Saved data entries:
"""

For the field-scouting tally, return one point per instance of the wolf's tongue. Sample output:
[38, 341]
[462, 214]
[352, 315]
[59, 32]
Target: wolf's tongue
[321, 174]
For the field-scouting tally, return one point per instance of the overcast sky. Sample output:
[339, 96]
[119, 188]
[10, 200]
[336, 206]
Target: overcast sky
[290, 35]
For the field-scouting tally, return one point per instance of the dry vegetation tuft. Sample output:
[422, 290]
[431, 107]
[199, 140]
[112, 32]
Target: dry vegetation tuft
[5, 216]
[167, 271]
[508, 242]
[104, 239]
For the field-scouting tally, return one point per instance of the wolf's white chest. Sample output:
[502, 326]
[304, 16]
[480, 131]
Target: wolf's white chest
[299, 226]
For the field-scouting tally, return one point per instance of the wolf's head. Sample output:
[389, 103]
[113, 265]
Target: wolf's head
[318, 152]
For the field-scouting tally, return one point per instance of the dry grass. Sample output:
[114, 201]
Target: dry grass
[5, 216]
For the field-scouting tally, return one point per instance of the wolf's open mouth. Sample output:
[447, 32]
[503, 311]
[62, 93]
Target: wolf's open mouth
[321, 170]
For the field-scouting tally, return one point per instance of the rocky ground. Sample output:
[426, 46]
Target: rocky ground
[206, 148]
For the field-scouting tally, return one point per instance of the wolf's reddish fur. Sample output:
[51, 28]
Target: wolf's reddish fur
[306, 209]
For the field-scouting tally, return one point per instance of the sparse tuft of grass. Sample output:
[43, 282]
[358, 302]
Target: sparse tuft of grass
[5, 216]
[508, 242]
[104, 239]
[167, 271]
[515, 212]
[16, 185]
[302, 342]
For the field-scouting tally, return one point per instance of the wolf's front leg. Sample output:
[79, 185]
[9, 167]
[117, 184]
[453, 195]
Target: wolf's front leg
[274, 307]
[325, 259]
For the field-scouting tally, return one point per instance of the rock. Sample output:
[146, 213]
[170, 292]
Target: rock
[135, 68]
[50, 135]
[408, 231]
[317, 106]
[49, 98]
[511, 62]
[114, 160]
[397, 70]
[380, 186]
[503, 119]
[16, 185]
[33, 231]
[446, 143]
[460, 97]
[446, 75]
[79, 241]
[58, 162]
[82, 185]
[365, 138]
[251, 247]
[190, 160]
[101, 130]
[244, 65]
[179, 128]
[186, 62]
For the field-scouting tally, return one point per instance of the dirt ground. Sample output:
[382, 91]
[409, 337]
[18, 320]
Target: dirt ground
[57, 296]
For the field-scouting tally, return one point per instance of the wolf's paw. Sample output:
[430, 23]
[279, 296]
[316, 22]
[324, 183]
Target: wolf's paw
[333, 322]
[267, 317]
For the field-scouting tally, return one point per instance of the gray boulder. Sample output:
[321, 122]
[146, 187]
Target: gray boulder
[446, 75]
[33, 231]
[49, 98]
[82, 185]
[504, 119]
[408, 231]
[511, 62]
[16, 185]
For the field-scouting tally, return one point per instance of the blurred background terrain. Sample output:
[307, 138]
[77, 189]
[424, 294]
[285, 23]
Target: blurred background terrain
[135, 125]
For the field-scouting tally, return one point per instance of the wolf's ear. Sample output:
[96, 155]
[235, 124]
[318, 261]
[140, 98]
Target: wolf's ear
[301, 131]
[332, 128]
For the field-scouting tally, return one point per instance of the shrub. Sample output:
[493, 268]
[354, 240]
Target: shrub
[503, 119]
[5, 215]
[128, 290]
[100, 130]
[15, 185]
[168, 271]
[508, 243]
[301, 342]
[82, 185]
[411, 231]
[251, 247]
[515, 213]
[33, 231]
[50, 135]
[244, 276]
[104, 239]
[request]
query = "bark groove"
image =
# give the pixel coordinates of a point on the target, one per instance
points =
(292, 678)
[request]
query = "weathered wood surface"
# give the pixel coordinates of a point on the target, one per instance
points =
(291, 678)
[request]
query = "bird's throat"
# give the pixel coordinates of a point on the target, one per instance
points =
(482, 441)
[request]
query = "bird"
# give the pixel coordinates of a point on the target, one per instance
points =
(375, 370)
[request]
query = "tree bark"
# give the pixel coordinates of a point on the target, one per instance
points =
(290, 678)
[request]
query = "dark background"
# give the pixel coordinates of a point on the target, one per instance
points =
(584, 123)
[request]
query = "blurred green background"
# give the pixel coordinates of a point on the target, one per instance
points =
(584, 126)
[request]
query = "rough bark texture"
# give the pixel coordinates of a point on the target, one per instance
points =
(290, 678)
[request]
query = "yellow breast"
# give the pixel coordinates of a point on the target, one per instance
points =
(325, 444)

"""

WHAT THE TASK REQUIRES -> An exact copy of every record above is required.

ANSWER ->
For the field-scouting tally, return one point per instance of the wolf's tongue. Sample output:
[38, 341]
[462, 214]
[352, 315]
[59, 32]
Target: wolf's tongue
[321, 174]
For the field-scouting tally, return one point per instance of the overcast sky. Sample output:
[339, 96]
[119, 188]
[10, 200]
[336, 206]
Target: overcast sky
[290, 35]
For the field-scouting tally, return one point per instance of the dry vegetation tuft. Sample output:
[422, 290]
[431, 107]
[199, 140]
[112, 32]
Target: dry vegetation tuft
[5, 216]
[167, 271]
[508, 242]
[104, 239]
For the field-scouting tally, return one point per instance of the wolf's white chest. Sample output:
[502, 326]
[304, 16]
[480, 131]
Target: wolf's white chest
[299, 226]
For the field-scouting tally, return one point per instance of the wolf's head. Sample output:
[389, 103]
[113, 265]
Target: wolf's head
[318, 152]
For the field-scouting tally, return one point per instance of the dry grass. Sample output:
[114, 201]
Target: dry grass
[5, 216]
For the field-scouting tally, return one point per instance of the wolf's open mouth. Sample output:
[447, 32]
[503, 311]
[62, 93]
Target: wolf's open mouth
[321, 170]
For the field-scouting tally, return one point per instance of the rocky ground. Sample output:
[426, 46]
Target: rocky ground
[206, 148]
For the field-scouting tally, return one point per instance of the wolf's reddish fur. Sample output:
[51, 28]
Target: wolf's reddish fur
[306, 209]
For the field-scouting tally, return one point per instance of the sparse tuft of grass. Sample output:
[43, 282]
[358, 302]
Target: sparse tuft of grass
[5, 216]
[508, 242]
[104, 239]
[167, 271]
[515, 212]
[16, 185]
[302, 342]
For the field-scouting tally, return one point per instance of the wolf's front leg. Sample output:
[79, 185]
[9, 167]
[117, 184]
[453, 195]
Target: wolf's front leg
[274, 307]
[325, 259]
For the field-scouting tally, return one point per instance of the rock. Sample output:
[146, 213]
[170, 292]
Target: rock
[135, 68]
[50, 135]
[408, 231]
[317, 106]
[49, 98]
[511, 62]
[114, 160]
[397, 70]
[380, 186]
[503, 119]
[16, 185]
[33, 231]
[446, 143]
[460, 97]
[446, 75]
[79, 241]
[58, 162]
[82, 185]
[365, 138]
[251, 247]
[190, 160]
[101, 130]
[244, 65]
[179, 128]
[186, 62]
For the field-scouting tally, return one point per instance of the dirt ground. Sample output:
[382, 91]
[409, 337]
[18, 320]
Target: dirt ground
[57, 296]
For the field-scouting tally, return one point per instance of the wolf's paw. Sample output:
[430, 23]
[279, 296]
[316, 22]
[324, 183]
Target: wolf's paw
[333, 322]
[267, 317]
For the field-scouting tally, return one point per instance of the gray boulder. Sample output:
[321, 122]
[146, 187]
Target: gray boulder
[446, 75]
[33, 231]
[49, 98]
[82, 185]
[504, 119]
[408, 231]
[511, 62]
[16, 185]
For the field-scouting tally, return one point per instance of the blurred background terrain. Sample output:
[307, 138]
[77, 189]
[424, 294]
[285, 23]
Target: blurred background terrain
[135, 125]
For the field-scouting tally, return one point per instance of the wolf's ear. Sample output:
[96, 155]
[235, 124]
[318, 261]
[140, 98]
Target: wolf's ear
[301, 131]
[332, 128]
For the field-scouting tally, return one point per instance of the shrub. Sample output:
[493, 268]
[354, 240]
Target: shrub
[503, 119]
[5, 215]
[128, 290]
[100, 130]
[15, 185]
[168, 271]
[508, 243]
[301, 342]
[82, 185]
[411, 231]
[251, 247]
[515, 213]
[33, 231]
[50, 135]
[244, 276]
[104, 239]
[request]
query = "bark groove"
image =
# give the pixel coordinates of a point on the target, one per instance
points =
(292, 678)
[request]
query = "weathered wood surface"
# give the pixel coordinates of a point on the target, one per instance
points =
(291, 678)
[request]
query = "bird's throat"
# give the pixel coordinates of a point on the target, one per instance
points =
(482, 441)
[request]
query = "bird"
# give the pixel coordinates of a point on the target, one per instance
points =
(375, 370)
[request]
query = "tree bark"
# give the pixel coordinates of a point on the target, one per instance
points =
(290, 678)
[request]
query = "dark background"
# give the pixel coordinates of a point on the target, one per instance
points =
(584, 123)
[request]
query = "blurred green background"
# give the pixel coordinates of a point on the target, one per instance
points =
(584, 126)
[request]
query = "rough bark texture"
# give the pixel coordinates of a point on the target, one per instance
points =
(290, 678)
[request]
query = "yellow breast"
# give the pixel coordinates of a point on the target, one per instance
points =
(325, 444)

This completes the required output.